**Consigne a**
Convertissez l'ensemble des lignes des enregistrements d'annotation de localisation présentés ci-dessous en une liste numérotée, sans reprendre les lignes vides.

--------------------------------

Paul cherche à se voir comme sujet singulier mais il a besoin pour cela d’autrui, et d’Hervé dans ce cas. Tout le désir qu’il projette sur cet homme doit lui être rendu en termes de vérité ontologique. Il veut qu’Hervé lui montre ou lui dise qui il est. L’application offre la possibilité de se vivre comme autre dans un espace de virtualité et de liberté : « quand il écrit à Hervé, il ment, mais il est plus lui-même que d’habitude il ne l’est » (Cahn, 2018, p. 122). Le recours à l’application mobile semble renverser l’ordre des valeurs morales dans la mesure où le mensonge permet un accès plus authentique à soi, comme si la vérité rendait les choses opaques. Le discours indirect libre, où se mêlent les pensées de Paul et la voix du narrateur, affirme la liberté octroyée par le mensonge et le monde virtuel : « Quand il écrira à Hervé, il ne pensera pas à ce qu’il est, […] il sera libre de dire ce qu’il veut puisqu’il ne sera plus lui-même, et c’est ainsi qu’il pourra découvrir qui il est vraiment » (Cahn, 2018, p. 122). Mais ce n’est pas une liberté sans retour, bien au contraire, cet oubli de soi est la condition d’un accès à soi.

--------------------------------

**Consigne b**
Répondez aux questions suivantes à partir de l'extrait fourni :
(i) Que Paul veut-il qu'Hervé lui montre ou lui dise ?
(ii) Quel procédé mêle les pensées de Paul et la voix du narrateur ?
(iii) À quelle page de Cahn (2018) renvoient les deux citations ?

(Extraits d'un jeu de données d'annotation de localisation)
--------------------------------

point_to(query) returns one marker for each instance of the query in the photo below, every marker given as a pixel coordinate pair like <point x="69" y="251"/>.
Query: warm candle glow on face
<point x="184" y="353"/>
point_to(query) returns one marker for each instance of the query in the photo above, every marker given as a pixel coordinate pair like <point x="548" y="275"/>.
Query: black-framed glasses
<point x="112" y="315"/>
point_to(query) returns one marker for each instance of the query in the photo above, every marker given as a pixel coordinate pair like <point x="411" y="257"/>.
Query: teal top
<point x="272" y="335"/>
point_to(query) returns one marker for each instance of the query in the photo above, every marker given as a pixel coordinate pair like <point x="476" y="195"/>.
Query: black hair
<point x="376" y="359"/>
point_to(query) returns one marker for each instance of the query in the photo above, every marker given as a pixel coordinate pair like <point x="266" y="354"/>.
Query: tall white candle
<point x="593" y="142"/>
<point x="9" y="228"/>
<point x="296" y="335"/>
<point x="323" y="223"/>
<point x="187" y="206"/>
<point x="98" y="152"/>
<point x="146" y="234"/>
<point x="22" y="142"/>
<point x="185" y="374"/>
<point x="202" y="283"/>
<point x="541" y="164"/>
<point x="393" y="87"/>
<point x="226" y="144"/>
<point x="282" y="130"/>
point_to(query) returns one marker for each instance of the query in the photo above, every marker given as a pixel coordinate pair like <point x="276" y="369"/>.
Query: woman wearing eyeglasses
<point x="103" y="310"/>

--------------------------------

**Réponse attendue a**
1. point_to(query) returns one marker for each instance of the query in the photo below, every marker given as a pixel coordinate pair like <point x="69" y="251"/>.
2. Query: warm candle glow on face
3. <point x="184" y="353"/>
4. point_to(query) returns one marker for each instance of the query in the photo above, every marker given as a pixel coordinate pair like <point x="548" y="275"/>.
5. Query: black-framed glasses
6. <point x="112" y="315"/>
7. point_to(query) returns one marker for each instance of the query in the photo above, every marker given as a pixel coordinate pair like <point x="411" y="257"/>.
8. Query: teal top
9. <point x="272" y="335"/>
10. point_to(query) returns one marker for each instance of the query in the photo above, every marker given as a pixel coordinate pair like <point x="476" y="195"/>.
11. Query: black hair
12. <point x="376" y="359"/>
13. point_to(query) returns one marker for each instance of the query in the photo above, every marker given as a pixel coordinate pair like <point x="266" y="354"/>.
14. Query: tall white candle
15. <point x="593" y="142"/>
16. <point x="9" y="228"/>
17. <point x="296" y="335"/>
18. <point x="323" y="223"/>
19. <point x="187" y="206"/>
20. <point x="98" y="152"/>
21. <point x="146" y="234"/>
22. <point x="22" y="142"/>
23. <point x="185" y="374"/>
24. <point x="202" y="283"/>
25. <point x="541" y="164"/>
26. <point x="393" y="87"/>
27. <point x="226" y="144"/>
28. <point x="282" y="130"/>
29. point_to(query) returns one marker for each instance of the query in the photo above, every marker given as a pixel coordinate pair like <point x="276" y="369"/>.
30. Query: woman wearing eyeglasses
31. <point x="103" y="310"/>

**Réponse attendue b**
(i) Qui il est.
(ii) Le discours indirect libre.
(iii) À la page 122.